▶ _Consigne écrite 1_:
Dans le jeu de données, recopiez les lignes depuis celle qui contient « on water in the photo above. » jusqu'à la dernière ligne incluse, en substituant « strategy-board » à « tactical-board » sans rien modifier d'autre.

****

Les murs des églises paroissiales des Pays-Bas méridionaux abritaient un fouillis incessant de sons stridents et sacrés, de scintillements, d’ombres et d’odeurs montantes. Abordés à partir de leur cadre spatial et rituel, les ornamenta sacra constituent un précieux vestige de la vision du monde d’un ensemble hétéroclite de pratiquants. Dans la perspective de l’histoire de l’art, s’intéresser aux artes minores produits en masse est révélateur. La production artistique du Moyen Âge tardif a déjà fait l’objet d’études nombreuses et variées. Reste que généralement, l’attention se porte sur les produits de luxe et les objets ayant un énorme impact visuel, notamment les retables, transportés de la ville de l’Escaut vers les quatre coins de l’Europe.

****

▶ _Consigne écrite 2_:
Poursuivez le texte sur l'art des églises paroissiales des Pays-Bas méridionaux à la suite de sa dernière phrase.

****

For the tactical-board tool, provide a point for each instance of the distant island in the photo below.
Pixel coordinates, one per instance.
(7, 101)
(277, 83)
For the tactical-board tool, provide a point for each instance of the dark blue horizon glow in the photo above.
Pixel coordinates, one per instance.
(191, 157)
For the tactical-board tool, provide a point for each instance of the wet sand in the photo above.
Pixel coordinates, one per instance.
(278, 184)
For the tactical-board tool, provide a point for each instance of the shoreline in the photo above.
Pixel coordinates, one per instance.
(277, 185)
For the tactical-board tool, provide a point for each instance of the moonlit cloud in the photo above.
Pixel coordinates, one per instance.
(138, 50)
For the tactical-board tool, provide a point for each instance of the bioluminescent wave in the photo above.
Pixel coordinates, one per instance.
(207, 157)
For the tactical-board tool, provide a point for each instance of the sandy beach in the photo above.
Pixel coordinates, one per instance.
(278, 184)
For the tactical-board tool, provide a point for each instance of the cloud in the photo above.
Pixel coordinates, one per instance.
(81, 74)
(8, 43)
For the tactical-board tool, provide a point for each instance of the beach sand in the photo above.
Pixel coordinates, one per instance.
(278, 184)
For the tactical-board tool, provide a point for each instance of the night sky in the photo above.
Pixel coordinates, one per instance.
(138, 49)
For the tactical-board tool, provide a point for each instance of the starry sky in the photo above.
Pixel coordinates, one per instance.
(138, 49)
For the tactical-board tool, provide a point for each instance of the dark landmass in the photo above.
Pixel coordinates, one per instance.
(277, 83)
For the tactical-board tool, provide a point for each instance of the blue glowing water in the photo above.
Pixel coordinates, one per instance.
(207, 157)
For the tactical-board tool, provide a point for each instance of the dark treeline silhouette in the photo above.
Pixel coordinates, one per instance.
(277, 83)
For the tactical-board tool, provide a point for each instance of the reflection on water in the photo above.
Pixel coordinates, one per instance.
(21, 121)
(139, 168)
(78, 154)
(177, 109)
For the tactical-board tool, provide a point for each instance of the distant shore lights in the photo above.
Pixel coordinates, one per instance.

****

▶ _Réponse 1_:
For the strategy-board tool, provide a point for each instance of the reflection on water in the photo above.
Pixel coordinates, one per instance.
(21, 121)
(139, 168)
(78, 154)
(177, 109)
For the strategy-board tool, provide a point for each instance of the distant shore lights in the photo above.
Pixel coordinates, one per instance.

▶ _Réponse 2_:
Campagnes intermédiales : la « bonne » façon de vivre la foi

Au seizième siècle, Anvers représentait l’un des plus importants centres d’impression de livres d’Europe occidentale, avec un énorme marché national et international. Cela n’avait toutefois pas toujours été le cas. Parmi toutes les villes des Pays-Bas méridionaux qui possédaient une presse à imprimer au siècle précédent (sept au total), la ville de l’Escaut fut même la dernière à en acquérir une. Le plus ancien imprimé connu date de 1481 et s’intitule Boexken vander officien ofte dienst der missen. Il s’agit d’une messe en néerlandais destinée à un large public. Quoi d’autre sortait des presses ? Tout d’abord les variantes imprimées de divers canaux de communication : sermons, processions, entrées, spectacles et autres narrations. Il n’était pas toujours évident de traduire ces éléments sur le support papier. La voix chevrotante du prédicateur, les farces sur les gens présents : tout cela échappait aux yeux du lecteur. La transcription en devenait parfois parfaitement incompréhensible, comme en témoigne la clarification publiée plus tard d’une prophétie (perdue) Pantagruelsche prophetie par l’imprimeur anversois Jan van Ghelen (1560). La version écrite servait souvent de support ou de complément, aussi pour se souvenir d’événements du passé.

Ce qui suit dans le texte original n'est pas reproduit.